_PASSAGE PROVIDED_
Hit Machine

Generating Lyrics and Chords using T5

Ziv Keidar and Eitan Bentora

In this Project we created a module writing original chords and lyrics using HuggingFace's T5.
The models in the project were trained on a dataset we created by web-scraping the website e-chords. Our goal in this project was to take a step in the direction of an AI model preforming all the steps in writing and composing songs. This file explains our process in this project including failed trials and reproduction instructions.

_PROBLEM SET_
1) From the Hit Machine project description, set down everything from "Generating Lyrics and" down to "and reproduction instructions.".
2) Summarize the Hit Machine project description in two sentences.
3) Answer these questions on the Hit Machine project description:
(a) Whose T5 does the module use?
(b) Which website was scraped to build the dataset?
(c) Along with the process and reproduction instructions, what does the file say it explains?

[Stored data]
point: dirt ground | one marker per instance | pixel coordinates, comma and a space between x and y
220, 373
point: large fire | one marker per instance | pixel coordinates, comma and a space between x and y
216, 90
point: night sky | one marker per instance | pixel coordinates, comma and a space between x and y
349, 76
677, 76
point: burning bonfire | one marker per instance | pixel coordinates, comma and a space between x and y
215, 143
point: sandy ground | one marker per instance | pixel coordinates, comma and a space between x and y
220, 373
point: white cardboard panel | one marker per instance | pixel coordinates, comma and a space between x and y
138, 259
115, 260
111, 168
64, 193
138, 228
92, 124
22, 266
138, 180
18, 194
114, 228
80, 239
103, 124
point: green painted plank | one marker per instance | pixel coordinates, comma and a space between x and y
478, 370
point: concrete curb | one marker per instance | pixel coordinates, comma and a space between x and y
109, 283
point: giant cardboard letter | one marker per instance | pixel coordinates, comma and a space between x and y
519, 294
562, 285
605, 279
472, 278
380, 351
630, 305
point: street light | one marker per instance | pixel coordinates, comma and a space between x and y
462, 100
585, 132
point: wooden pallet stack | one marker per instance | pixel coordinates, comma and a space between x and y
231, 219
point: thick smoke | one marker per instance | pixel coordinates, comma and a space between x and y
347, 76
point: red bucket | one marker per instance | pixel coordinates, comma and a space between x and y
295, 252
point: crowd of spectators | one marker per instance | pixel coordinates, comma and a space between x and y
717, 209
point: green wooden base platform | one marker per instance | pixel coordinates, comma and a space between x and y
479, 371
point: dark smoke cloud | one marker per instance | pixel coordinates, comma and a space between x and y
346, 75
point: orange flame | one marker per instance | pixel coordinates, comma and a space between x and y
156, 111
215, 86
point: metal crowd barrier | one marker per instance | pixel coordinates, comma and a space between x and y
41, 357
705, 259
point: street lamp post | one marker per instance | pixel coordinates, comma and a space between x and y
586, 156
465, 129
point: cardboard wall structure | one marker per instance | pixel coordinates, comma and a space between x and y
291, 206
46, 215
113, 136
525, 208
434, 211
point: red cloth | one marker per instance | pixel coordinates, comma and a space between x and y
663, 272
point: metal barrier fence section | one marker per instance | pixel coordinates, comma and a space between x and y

_ANSWERS TO THE TASKS_
1)
Generating Lyrics and Chords using T5

Ziv Keidar and Eitan Bentora

In this Project we created a module writing original chords and lyrics using HuggingFace's T5.
The models in the project were trained on a dataset we created by web-scraping the website e-chords. Our goal in this project was to take a step in the direction of an AI model preforming all the steps in writing and composing songs. This file explains our process in this project including failed trials and reproduction instructions.

2) Ziv Keidar and Eitan Bentora built a module that writes original chords and lyrics using HuggingFace's T5. Its models were trained on a dataset made by web-scraping the website e-chords, with the goal of moving toward an AI model that carries out all the steps of writing and composing songs.

3)
(a) HuggingFace's
(b) e-chords
(c) Failed trials